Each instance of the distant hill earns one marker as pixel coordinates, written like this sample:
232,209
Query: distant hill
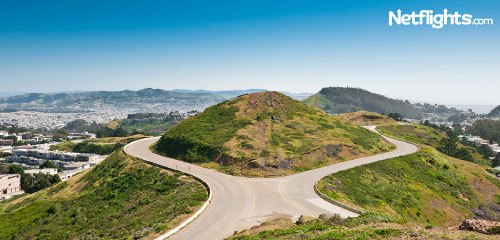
495,112
342,100
228,94
266,133
145,100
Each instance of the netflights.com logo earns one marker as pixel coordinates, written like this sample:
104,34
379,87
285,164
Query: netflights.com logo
436,20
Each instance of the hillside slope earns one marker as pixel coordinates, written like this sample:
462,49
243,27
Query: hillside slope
266,133
121,198
367,226
424,188
342,100
153,99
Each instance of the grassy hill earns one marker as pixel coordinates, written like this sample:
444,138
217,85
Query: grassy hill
342,100
102,146
365,227
495,112
435,138
266,133
121,198
426,188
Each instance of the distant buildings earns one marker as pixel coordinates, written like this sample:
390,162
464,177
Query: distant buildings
51,171
479,141
33,158
10,185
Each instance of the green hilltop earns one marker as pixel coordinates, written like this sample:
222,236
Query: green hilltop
423,188
268,134
338,100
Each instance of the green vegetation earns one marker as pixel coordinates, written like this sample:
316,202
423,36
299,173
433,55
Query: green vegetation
487,129
153,124
102,146
121,198
342,100
267,134
367,226
426,187
442,138
49,164
415,133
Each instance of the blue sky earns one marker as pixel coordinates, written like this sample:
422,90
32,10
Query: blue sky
298,46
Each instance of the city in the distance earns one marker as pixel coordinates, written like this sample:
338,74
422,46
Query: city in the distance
249,120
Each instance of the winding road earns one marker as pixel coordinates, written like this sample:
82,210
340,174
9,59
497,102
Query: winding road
239,203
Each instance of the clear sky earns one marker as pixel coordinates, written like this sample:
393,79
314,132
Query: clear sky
297,46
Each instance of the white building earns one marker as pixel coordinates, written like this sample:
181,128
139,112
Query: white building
51,171
10,184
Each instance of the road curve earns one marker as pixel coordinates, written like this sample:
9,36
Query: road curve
239,203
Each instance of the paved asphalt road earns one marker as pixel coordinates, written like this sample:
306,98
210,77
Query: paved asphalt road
239,203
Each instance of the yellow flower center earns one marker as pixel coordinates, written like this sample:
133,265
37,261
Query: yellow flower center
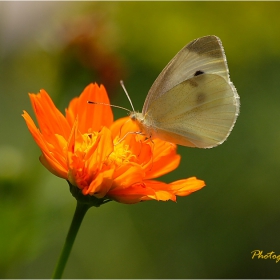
121,154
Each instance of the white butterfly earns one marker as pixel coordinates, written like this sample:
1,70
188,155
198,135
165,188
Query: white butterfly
192,102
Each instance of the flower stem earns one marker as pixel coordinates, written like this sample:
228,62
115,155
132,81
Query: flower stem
80,212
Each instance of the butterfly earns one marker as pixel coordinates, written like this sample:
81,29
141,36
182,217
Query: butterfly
192,102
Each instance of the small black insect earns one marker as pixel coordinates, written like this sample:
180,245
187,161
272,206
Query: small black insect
199,72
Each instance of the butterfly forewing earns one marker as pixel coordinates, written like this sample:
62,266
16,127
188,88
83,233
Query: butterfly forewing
203,55
199,112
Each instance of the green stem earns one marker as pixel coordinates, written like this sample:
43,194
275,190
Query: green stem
80,212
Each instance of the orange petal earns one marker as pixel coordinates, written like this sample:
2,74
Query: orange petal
50,119
93,116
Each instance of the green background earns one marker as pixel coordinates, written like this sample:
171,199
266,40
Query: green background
209,234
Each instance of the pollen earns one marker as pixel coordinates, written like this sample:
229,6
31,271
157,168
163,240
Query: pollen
121,154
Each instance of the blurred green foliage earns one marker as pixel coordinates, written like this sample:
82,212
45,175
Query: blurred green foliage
62,47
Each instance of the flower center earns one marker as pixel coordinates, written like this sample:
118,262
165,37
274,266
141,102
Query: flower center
121,154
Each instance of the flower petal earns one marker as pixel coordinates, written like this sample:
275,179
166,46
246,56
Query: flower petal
93,116
50,119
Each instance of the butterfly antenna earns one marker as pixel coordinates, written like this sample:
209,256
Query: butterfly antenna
106,104
122,84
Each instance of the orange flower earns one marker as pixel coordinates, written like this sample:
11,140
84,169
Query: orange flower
102,159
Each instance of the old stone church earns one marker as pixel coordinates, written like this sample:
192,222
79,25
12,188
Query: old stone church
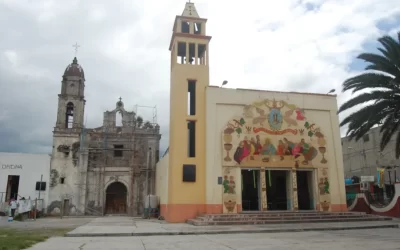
103,170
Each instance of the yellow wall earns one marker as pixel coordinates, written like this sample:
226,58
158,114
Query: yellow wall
224,104
186,199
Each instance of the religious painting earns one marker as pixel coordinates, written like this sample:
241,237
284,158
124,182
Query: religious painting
273,133
229,196
323,189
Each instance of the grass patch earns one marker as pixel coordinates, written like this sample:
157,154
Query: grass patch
17,239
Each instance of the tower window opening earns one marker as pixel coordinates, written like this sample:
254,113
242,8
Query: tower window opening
191,97
69,115
197,28
118,150
192,53
118,119
185,27
202,54
181,53
191,138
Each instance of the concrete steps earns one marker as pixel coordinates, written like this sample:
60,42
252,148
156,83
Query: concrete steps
282,218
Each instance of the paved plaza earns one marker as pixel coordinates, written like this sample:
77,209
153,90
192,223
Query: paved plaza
351,240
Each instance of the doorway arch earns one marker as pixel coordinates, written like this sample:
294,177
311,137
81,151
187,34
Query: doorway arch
116,198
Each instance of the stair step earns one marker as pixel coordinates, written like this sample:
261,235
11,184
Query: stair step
234,222
271,214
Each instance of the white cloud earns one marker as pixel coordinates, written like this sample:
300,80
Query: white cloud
292,45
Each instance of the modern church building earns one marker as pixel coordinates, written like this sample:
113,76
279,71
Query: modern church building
235,150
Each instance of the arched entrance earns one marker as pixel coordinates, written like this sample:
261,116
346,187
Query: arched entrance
116,196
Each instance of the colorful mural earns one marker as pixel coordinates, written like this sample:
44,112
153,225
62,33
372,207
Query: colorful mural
323,189
273,133
229,196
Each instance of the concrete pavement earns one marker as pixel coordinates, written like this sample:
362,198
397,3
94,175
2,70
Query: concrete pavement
371,239
128,226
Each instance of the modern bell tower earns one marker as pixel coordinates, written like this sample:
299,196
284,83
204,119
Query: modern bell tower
189,79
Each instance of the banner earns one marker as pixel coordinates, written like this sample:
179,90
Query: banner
380,174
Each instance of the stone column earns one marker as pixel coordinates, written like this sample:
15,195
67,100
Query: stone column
294,186
264,206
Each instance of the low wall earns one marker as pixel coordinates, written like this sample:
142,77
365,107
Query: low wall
361,204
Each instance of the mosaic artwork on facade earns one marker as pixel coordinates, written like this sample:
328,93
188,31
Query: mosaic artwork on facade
273,133
229,196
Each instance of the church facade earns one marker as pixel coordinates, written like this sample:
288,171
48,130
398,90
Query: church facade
244,150
103,170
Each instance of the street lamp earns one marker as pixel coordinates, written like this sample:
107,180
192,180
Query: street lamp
224,83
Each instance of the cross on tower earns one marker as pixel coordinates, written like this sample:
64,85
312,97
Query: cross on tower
76,48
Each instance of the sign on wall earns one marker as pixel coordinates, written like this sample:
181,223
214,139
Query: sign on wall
367,179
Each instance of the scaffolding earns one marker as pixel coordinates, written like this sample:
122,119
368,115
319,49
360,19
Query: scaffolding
98,162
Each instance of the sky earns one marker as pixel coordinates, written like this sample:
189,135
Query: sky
285,45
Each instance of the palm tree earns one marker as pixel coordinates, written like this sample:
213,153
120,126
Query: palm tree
========
▶ [Given task]:
Without the pictures, repeat the listing above exactly.

▶ [Task solution]:
Each instance of the distant hill earns one marker as pixel coordinates, written like this sample:
232,209
Query: distant hill
495,112
342,100
228,94
266,133
145,100
Each instance of the netflights.com logo earns one marker as pixel coordinates, written like this sample:
104,34
379,87
285,164
Query: netflights.com logo
436,20
Each instance of the hillside slope earns one marker as pixel coordinates, written like this sample:
462,49
243,27
Query: hillside slope
266,133
121,198
367,226
424,188
342,100
153,99
Each instance of the grassy hill earns one marker as pixel coordinates, written like this sample:
444,138
217,85
Query: grassy hill
342,100
102,146
365,227
495,112
435,138
266,133
121,198
426,188
Each instance of the distant buildings earns one marker as pixel coordinates, written like this sample:
390,162
464,177
Query: distant buildings
51,171
479,141
33,158
10,185
Each instance of the green hilltop earns one marker as pixel coordinates, written like this sample:
222,236
Query: green hilltop
423,188
268,134
338,100
Each instance of the green vegetation earns one marker as pixel coordinates, written like this sample:
316,202
423,36
299,173
433,55
Query: green vegetation
487,129
153,124
102,146
121,198
342,100
267,134
367,226
426,187
442,138
49,164
415,133
Each instance of the blue sky earns one marker as pixel coordinates, written like this sample:
422,90
32,10
Query: blue sky
298,46
Each instance of the city in the distance earns one marker as pixel coordinates, written like this sample:
338,74
422,46
Query: city in the distance
249,120
Each instance of the winding road earns one marker as pixel coordinates, written like this sample:
82,210
340,174
9,59
497,102
Query: winding road
239,203
Each instance of the clear sky earns one marker as pixel coordinates, written like this sample:
393,79
314,132
Query: clear sky
297,46
Each instance of the white building earns one marker as pixel coordinates, written like this sample:
181,128
139,112
Query: white building
51,171
10,184
Each instance of the road curve earns one marker as pixel coordinates, written like this sample:
9,36
Query: road curve
239,203
Each instance of the paved asphalt road earns one marker as pixel coordinates, written like this sample:
306,98
210,77
Query: paved asphalt road
239,203
Each instance of the yellow flower center earns one marker as pixel coordinates, written like this sample:
133,265
37,261
Query: yellow flower center
121,154
Each instance of the white butterfly earns one marker as pixel coordinates, written like this sample:
1,70
188,155
198,135
165,188
Query: white butterfly
192,102
Each instance of the flower stem earns one marker as pixel coordinates, written like this sample:
228,62
115,155
132,81
Query: flower stem
80,212
Each instance of the butterfly earns one marker as pixel coordinates, written like this sample:
81,29
141,36
182,217
Query: butterfly
192,102
Each instance of the small black insect earns one marker as pixel coordinates, written like this sample:
180,245
187,161
272,206
Query: small black insect
199,72
Each instance of the butterfly forewing earns one marker as pixel coordinates, written like this sample:
62,266
16,127
188,88
83,233
Query: butterfly forewing
203,55
199,112
Each instance of the green stem earns one marker as pixel coordinates, written like this sample:
43,194
275,190
Query: green stem
80,212
Each instance of the orange petal earns one marker as pixel coordinates, written like this sample:
2,74
Query: orange petal
50,119
93,116
Each instance of the green background earns one marker as pixel coordinates, written like this sample:
171,199
266,40
Query: green background
209,234
Each instance of the pollen earns one marker as pixel coordinates, written like this sample:
229,6
31,271
157,168
163,240
Query: pollen
121,154
Each instance of the blurred green foliage earns one marker as pixel coordinates, written like this sample:
82,212
45,175
Query: blurred green foliage
62,47
Each instance of the flower center earns one marker as pixel coordinates, written like this sample:
118,262
165,37
274,266
141,102
Query: flower center
121,154
Each instance of the flower petal earns one marker as pixel coordinates, written like this sample:
275,179
166,46
246,56
Query: flower petal
93,116
50,119
Each instance of the butterfly antenna earns one marker as pixel coordinates, written like this sample:
209,256
Query: butterfly antenna
106,104
122,84
Each instance of the orange flower earns one marker as pixel coordinates, written like this sample:
11,140
84,169
Query: orange flower
102,159
Each instance of the old stone church earns one marker as pixel coordinates, written like this sample:
192,222
79,25
12,188
Query: old stone church
103,170
Each instance of the yellow wall earns one marker as pixel coordinates, written like this sample:
226,58
158,114
Query: yellow wall
224,104
186,199
Each instance of the religious painting earns one marker as pixel coordinates, written like this sample:
241,237
284,158
124,182
Query: religious painting
273,133
229,196
323,189
Each instance of the grass patch earns one marker as pixel coordinates, written like this sample:
157,154
Query: grass patch
17,239
Each instance of the tower window opening earns one marker as pixel coordinates, written like this sample:
254,113
242,8
Query: tower window opening
191,97
69,115
197,28
118,150
192,53
118,119
185,27
202,54
181,53
191,138
Each instance of the concrete steps earns one marker as pixel coordinates, written like this sample:
60,42
252,148
156,83
Query: concrete steps
282,218
Each instance of the paved plaza earns one marker as pixel coordinates, written like this sample:
77,209
153,90
192,223
Query: paved plaza
351,240
Each instance of the doorway arch earns one marker as pixel coordinates, written like this sample:
294,177
311,137
81,151
187,34
Query: doorway arch
116,198
Each instance of the stair step earns one marker as pixel coordinates, written like this sample:
261,235
11,184
Query: stair step
234,222
271,214
Each instance of the white cloud earns one marker as pixel coordinates, written like this sample:
300,80
Query: white cloud
292,45
Each instance of the modern church building earns one marker as pixel coordinates, written like this sample:
113,76
279,71
Query: modern church building
235,150
Each instance of the arched entrance earns one marker as pixel coordinates, written like this sample:
261,116
346,187
Query: arched entrance
116,196
Each instance of the colorful mural earns one marker as pixel coordinates, written like this sample:
44,112
153,225
62,33
372,207
Query: colorful mural
323,189
273,133
229,196
Each instance of the concrete pavement earns one marker as pixel coordinates, written like this sample:
362,198
397,3
94,175
2,70
Query: concrete pavement
371,239
128,226
Each instance of the modern bell tower earns one marker as pixel coordinates, written like this sample:
299,196
284,83
204,119
Query: modern bell tower
189,79
Each instance of the banner earns one marker as pixel coordinates, written like this sample:
179,90
Query: banner
380,174
Each instance of the stone column earns one marker as pixel coordinates, written like this sample:
15,195
67,100
Query: stone column
294,186
264,206
Each instance of the low wall earns one marker as pixel coordinates, written like this sample:
142,77
365,107
Query: low wall
361,204
Each instance of the mosaic artwork on facade earns one marker as pixel coordinates, written like this sample:
328,93
188,31
Query: mosaic artwork on facade
273,133
229,196
Each instance of the church facade earns one marker as pixel coordinates, written like this sample:
288,171
48,130
398,90
Query: church facade
244,150
103,170
Each instance of the street lamp earns one marker as pixel coordinates, written like this sample:
107,180
192,180
Query: street lamp
224,83
Each instance of the cross on tower earns one marker as pixel coordinates, written like this sample:
64,85
312,97
Query: cross on tower
76,48
Each instance of the sign on wall earns one marker as pixel coordinates, written like this sample:
181,223
214,139
Query: sign on wall
367,179
Each instance of the scaffolding earns one marker as pixel coordinates, written like this sample:
122,119
368,115
319,49
360,19
Query: scaffolding
98,162
Each instance of the sky earns one marker as pixel coordinates, written like this sample:
189,135
Query: sky
285,45
Each instance of the palm tree earns one marker as pixel coordinates, written like this sample:
213,153
120,126
Query: palm tree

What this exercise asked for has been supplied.